Текст для чтения:
"""

Валя Лепин, латыш, из нашей академгруппы (но не из нашей комнаты), редко, но ездил «домой» на какой-то «остров» ГУЛАГа, где начальником был его отец. Возвращаясь, запивал.
А то был еще в нашей группе «младенец» Саша Малов — на четыре месяца младше меня (я кончил учебу и женился почти в двадцать шесть лет), умный-умный мальчик, выглядел лет на двадцать, женился на второй девушке все той же академгруппы № 16 «Б» Ане Филенковой, и уехали они работать на Сочинский водопровод.
В войну он писал мне, был в чине капитана, потом майора, командовал саперами-понтонщиками, наводил мосты на реках от Днепра до Шпрее включительно.
Вернулся домой, посидел, часок поговорил, поохал и поахал — и решил съездить в город, купить бутылочку-другую ради встречи-возвращения. По-фронтовому, на ходу, вскочил в грузовик, а там стоял контейнер, что ли, и он упал на Сашу. И задавил его насмерть.
Вот и такая была история. Страх…
Но судьба всё равно благоволила к нашей комнате: все мы остались почти что целы-невредимы в войну: Виктор служил на каких-то складах, Анисим — в Персии, я — в гидрометслужбе СибВО, Вовка Коновалов получил калечащее ранение в руку и был списан. Одна-единственная покалеченная рука на семь человек — это терпимо.

"""

Задача 1:
Где служил Анисим во время войны, согласно тексту для чтения?
Задача 2:
Приведите каждую строку записей, в которой встречается слово «face». Регистр букв учитывается.

Исходные данные:

"""

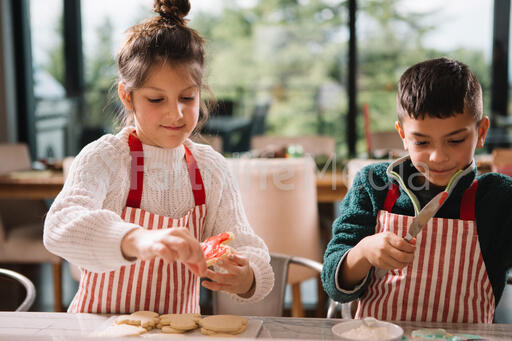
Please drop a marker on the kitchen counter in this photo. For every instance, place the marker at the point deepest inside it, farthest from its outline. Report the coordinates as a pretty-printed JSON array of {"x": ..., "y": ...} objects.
[{"x": 63, "y": 326}]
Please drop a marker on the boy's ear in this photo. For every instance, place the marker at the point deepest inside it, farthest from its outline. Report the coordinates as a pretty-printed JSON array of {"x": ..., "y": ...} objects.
[
  {"x": 482, "y": 129},
  {"x": 124, "y": 96},
  {"x": 400, "y": 131}
]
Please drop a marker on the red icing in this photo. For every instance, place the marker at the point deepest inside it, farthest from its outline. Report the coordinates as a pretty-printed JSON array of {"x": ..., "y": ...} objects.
[{"x": 213, "y": 247}]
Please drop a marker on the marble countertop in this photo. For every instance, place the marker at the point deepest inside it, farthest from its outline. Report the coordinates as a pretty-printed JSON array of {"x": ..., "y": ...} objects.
[{"x": 63, "y": 326}]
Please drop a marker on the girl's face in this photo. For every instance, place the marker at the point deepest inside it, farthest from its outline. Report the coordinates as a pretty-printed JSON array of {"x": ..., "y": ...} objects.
[
  {"x": 440, "y": 147},
  {"x": 166, "y": 107}
]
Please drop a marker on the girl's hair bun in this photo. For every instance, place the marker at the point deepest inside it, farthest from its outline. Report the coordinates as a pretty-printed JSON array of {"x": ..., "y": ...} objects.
[{"x": 172, "y": 11}]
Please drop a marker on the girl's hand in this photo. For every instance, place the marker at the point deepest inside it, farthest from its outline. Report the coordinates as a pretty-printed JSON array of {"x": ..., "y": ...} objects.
[
  {"x": 175, "y": 244},
  {"x": 387, "y": 250},
  {"x": 238, "y": 277}
]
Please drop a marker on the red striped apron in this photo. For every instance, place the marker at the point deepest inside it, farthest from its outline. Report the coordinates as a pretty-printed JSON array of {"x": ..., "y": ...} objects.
[
  {"x": 153, "y": 285},
  {"x": 447, "y": 281}
]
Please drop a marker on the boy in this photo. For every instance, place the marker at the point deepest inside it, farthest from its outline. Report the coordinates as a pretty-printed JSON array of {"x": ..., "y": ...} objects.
[{"x": 455, "y": 268}]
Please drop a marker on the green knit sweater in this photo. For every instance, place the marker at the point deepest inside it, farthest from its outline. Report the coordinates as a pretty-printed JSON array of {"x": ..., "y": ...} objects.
[{"x": 359, "y": 210}]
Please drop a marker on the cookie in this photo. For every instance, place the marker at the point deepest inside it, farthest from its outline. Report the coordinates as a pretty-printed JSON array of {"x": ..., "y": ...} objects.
[
  {"x": 230, "y": 324},
  {"x": 164, "y": 319},
  {"x": 171, "y": 330},
  {"x": 181, "y": 322},
  {"x": 215, "y": 248},
  {"x": 121, "y": 330},
  {"x": 144, "y": 319}
]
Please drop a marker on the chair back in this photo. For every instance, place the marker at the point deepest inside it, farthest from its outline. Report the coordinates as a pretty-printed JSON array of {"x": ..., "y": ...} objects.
[
  {"x": 312, "y": 145},
  {"x": 279, "y": 198},
  {"x": 386, "y": 143},
  {"x": 271, "y": 305},
  {"x": 502, "y": 161},
  {"x": 214, "y": 141},
  {"x": 15, "y": 157},
  {"x": 27, "y": 284},
  {"x": 259, "y": 118},
  {"x": 17, "y": 212}
]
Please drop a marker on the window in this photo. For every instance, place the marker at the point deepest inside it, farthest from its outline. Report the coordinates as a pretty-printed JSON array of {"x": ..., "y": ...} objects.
[{"x": 394, "y": 35}]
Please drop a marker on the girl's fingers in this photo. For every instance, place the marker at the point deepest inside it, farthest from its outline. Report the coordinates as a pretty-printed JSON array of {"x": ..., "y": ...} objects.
[
  {"x": 401, "y": 244},
  {"x": 220, "y": 277},
  {"x": 215, "y": 286},
  {"x": 239, "y": 260}
]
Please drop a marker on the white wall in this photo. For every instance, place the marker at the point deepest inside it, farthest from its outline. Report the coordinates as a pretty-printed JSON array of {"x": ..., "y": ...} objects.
[{"x": 8, "y": 131}]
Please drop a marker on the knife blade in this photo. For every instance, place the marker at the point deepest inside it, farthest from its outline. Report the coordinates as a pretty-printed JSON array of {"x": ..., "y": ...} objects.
[
  {"x": 418, "y": 222},
  {"x": 425, "y": 214}
]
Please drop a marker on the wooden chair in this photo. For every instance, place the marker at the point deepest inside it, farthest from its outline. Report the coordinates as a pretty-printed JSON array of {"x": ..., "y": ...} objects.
[
  {"x": 21, "y": 223},
  {"x": 273, "y": 303},
  {"x": 30, "y": 290},
  {"x": 312, "y": 145},
  {"x": 279, "y": 197}
]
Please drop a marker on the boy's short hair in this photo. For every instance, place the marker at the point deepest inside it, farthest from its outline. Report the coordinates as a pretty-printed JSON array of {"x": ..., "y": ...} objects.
[{"x": 439, "y": 88}]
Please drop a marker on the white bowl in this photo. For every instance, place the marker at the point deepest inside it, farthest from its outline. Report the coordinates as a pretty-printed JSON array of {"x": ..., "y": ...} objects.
[{"x": 393, "y": 330}]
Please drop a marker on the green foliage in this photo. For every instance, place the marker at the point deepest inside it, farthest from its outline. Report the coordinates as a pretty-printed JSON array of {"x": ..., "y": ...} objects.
[{"x": 289, "y": 52}]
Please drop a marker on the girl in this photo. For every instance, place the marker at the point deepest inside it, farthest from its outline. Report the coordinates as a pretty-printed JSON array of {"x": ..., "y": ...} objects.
[{"x": 135, "y": 205}]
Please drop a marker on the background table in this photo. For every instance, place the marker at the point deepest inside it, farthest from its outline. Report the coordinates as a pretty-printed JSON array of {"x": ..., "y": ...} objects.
[{"x": 61, "y": 326}]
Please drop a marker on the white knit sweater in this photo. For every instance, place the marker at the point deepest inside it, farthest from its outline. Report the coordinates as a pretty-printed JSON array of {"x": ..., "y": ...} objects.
[{"x": 84, "y": 223}]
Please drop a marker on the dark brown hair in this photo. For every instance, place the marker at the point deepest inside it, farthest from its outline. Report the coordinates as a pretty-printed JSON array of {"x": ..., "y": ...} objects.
[
  {"x": 439, "y": 88},
  {"x": 165, "y": 38}
]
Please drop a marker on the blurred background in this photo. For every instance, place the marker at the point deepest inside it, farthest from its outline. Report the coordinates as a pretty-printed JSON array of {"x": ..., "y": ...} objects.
[{"x": 318, "y": 62}]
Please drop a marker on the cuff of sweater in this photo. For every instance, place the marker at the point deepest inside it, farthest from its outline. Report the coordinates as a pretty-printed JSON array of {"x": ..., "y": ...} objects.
[
  {"x": 264, "y": 281},
  {"x": 337, "y": 278},
  {"x": 107, "y": 253}
]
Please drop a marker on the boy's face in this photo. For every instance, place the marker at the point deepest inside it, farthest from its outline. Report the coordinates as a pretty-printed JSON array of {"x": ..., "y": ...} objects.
[{"x": 439, "y": 147}]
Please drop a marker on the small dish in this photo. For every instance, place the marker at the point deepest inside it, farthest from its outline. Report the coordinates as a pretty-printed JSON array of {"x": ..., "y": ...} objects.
[{"x": 395, "y": 332}]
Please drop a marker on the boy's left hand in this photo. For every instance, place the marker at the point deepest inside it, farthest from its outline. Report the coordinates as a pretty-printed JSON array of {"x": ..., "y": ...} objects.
[{"x": 237, "y": 279}]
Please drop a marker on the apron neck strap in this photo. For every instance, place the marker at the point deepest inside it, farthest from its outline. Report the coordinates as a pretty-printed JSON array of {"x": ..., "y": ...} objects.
[
  {"x": 195, "y": 178},
  {"x": 137, "y": 174},
  {"x": 136, "y": 171},
  {"x": 391, "y": 197},
  {"x": 467, "y": 206}
]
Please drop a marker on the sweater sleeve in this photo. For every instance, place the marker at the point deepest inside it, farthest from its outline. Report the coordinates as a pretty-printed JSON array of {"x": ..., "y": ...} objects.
[
  {"x": 358, "y": 218},
  {"x": 76, "y": 227},
  {"x": 230, "y": 216}
]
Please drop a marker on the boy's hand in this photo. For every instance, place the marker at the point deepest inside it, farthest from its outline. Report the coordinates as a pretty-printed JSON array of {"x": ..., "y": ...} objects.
[
  {"x": 387, "y": 250},
  {"x": 238, "y": 277},
  {"x": 175, "y": 244}
]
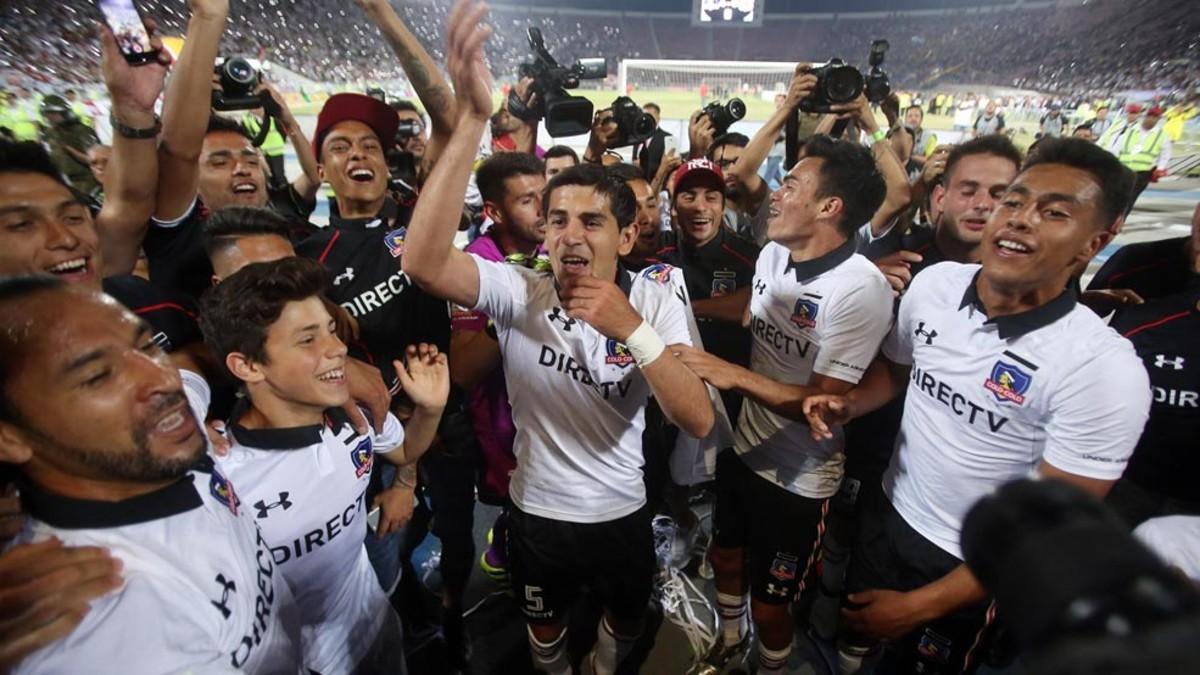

"""

Решение 1:
В Персии.

Решение 2:
Please drop a marker on the girl's face in this photo. For every instance, place the marker at the point deepest inside it, farthest from its outline. Report the coordinates as a pretty-printed JSON array of {"x": ..., "y": ...} objects.
Please drop a marker on the boy's face in this photo. For every instance, place the marker at the point deepest inside it, farthest from its outline. Report the coordinates as a pretty-printed JSON array of {"x": ..., "y": ...} objects.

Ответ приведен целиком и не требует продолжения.